* PROBLEM DETAILS *
Write out every entry exactly as it stands.

■ ■ ■ ■ ■

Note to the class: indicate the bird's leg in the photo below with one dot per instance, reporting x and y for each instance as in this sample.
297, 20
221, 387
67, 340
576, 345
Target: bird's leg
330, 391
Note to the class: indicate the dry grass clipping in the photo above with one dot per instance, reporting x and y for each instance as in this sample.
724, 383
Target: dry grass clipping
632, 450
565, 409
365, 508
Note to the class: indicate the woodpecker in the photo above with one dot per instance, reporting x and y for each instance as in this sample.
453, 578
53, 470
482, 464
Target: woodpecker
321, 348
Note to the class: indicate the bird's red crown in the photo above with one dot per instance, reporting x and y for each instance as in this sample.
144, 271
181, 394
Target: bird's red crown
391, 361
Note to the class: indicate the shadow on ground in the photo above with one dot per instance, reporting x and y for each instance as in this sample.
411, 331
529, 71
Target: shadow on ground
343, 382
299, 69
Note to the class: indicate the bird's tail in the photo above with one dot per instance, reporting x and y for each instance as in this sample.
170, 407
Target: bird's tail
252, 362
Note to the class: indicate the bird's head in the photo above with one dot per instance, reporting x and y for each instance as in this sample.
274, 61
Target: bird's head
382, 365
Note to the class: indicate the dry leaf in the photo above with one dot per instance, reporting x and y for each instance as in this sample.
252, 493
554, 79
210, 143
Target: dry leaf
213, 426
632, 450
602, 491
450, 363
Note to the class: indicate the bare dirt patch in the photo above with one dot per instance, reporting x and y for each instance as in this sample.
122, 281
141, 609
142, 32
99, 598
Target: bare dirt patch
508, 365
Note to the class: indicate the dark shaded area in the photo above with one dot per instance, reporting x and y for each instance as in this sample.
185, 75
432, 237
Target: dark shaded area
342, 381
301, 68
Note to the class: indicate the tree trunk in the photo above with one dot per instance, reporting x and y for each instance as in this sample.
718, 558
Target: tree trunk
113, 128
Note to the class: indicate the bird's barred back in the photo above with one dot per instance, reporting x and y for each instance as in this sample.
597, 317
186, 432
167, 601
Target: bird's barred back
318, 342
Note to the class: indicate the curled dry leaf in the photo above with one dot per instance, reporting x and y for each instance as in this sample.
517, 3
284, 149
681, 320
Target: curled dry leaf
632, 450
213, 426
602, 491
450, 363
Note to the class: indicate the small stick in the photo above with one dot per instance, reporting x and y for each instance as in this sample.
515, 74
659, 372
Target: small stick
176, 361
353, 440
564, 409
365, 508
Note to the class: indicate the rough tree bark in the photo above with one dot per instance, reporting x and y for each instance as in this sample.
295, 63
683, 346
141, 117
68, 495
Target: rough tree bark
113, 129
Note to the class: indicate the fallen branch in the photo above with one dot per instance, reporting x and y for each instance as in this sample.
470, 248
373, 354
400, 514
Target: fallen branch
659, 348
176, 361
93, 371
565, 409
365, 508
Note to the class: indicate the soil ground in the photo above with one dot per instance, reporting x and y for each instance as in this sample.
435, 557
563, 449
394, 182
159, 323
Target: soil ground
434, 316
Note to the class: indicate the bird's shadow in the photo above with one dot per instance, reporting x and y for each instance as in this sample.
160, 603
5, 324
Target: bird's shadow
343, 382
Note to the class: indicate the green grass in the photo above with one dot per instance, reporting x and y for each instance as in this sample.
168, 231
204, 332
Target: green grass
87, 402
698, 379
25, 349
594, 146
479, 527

■ ■ ■ ■ ■

* TASK RESULT *
Note to the class: indicate the bird's leg in the photo below with one dot per instance, reporting x and y for each instance as in this sample.
297, 20
221, 387
67, 340
576, 345
Target: bird's leg
330, 391
Note to the class: indicate the dry grass clipping in the photo above with one dot per instance, reporting x and y for each instance as in this sample.
724, 383
Target: dry grass clipping
632, 450
565, 409
365, 508
Note to the class: indicate the woodpecker in the photo above with one dot per instance, reporting x and y for each instance as in this sample.
453, 578
53, 470
482, 464
Target: woodpecker
321, 348
Note to the class: indicate the bird's red crown in the photo above with one dot per instance, reporting x and y for each instance as in this sample.
144, 271
181, 394
Target: bird's red crown
391, 361
Note to the class: indicate the shadow on ground in the photo above with one dot per instance, reporting x and y for each instance as in this sample.
411, 331
529, 71
Target: shadow on ground
343, 382
299, 69
Note to the class: indicate the bird's tail in the photo above with one dot per instance, reporting x and y for each instance as in this sample.
170, 407
Target: bird's tail
252, 362
Note to the class: indicate the bird's head in the photo above with one dot per instance, reporting x and y for each instance as in this sample.
274, 61
Target: bird's head
382, 365
Note to the class: indicate the dry leaf in the photo above with one dot per instance, reporting x and y for each instance as in this sample.
252, 493
554, 79
210, 143
Target: dry leaf
213, 426
632, 450
602, 491
450, 363
Note to the class: indicate the bare dirt patch in the photo above with one dot per instance, reporting x and y for each instance as in this sample.
122, 281
141, 609
142, 32
99, 598
Target: bare dirt patch
508, 365
Note to the class: indicate the dark shaded area in the photo above with one dot per instance, reporting x and y for each instance as in this sample.
185, 75
432, 237
Target: dark shaded area
342, 381
301, 68
Note to the class: indicate the tree trunk in the photo above with one dot per instance, reporting x and y for each instance as in this sample.
718, 558
Target: tree trunk
113, 128
Note to the class: indicate the bird's barred back in the photo above with one dot per instance, reporting x and y for each instance as in this sample.
597, 317
186, 432
167, 601
Target: bird's barred back
318, 342
Note to the class: indicate the curled dry leaf in the photo above with one dot per instance, reporting x and y for each instance as in this sample.
517, 3
284, 149
681, 320
Target: curled dry leaf
632, 450
213, 426
602, 491
450, 363
Note to the class: indicate the small stick in the photo above with one dot per instance, reporting x and y for each instance as in this sample.
515, 74
659, 372
Target: small stick
176, 361
353, 440
564, 409
365, 508
Note to the class: indicate the rough tree bark in the photo above with one dot per instance, reporting x and y for each instance as in this sample.
295, 63
683, 346
141, 117
68, 495
Target: rough tree bark
113, 129
Note to the class: indicate the fallen branch in the photo above with one dot per instance, reporting x and y for each instance as in this sample.
470, 248
373, 354
400, 514
Target: fallen branch
659, 348
176, 361
93, 371
565, 409
365, 508
Note to the class: indicate the soil ground in the photo above with one dot per instance, reporting x and y for each instance as in this sample.
435, 557
563, 449
394, 182
159, 323
Target: soil ground
434, 316
Note to the class: indicate the bird's shadow in the photo above with one dot per instance, reporting x and y for each instance as in this sample.
160, 603
5, 324
Target: bird's shadow
343, 382
Note to the class: indicate the green grass in the photo above with one dot per instance, reporting x and y for each instance as in this sample.
168, 231
204, 332
Target: green grass
87, 402
698, 379
25, 349
594, 146
479, 527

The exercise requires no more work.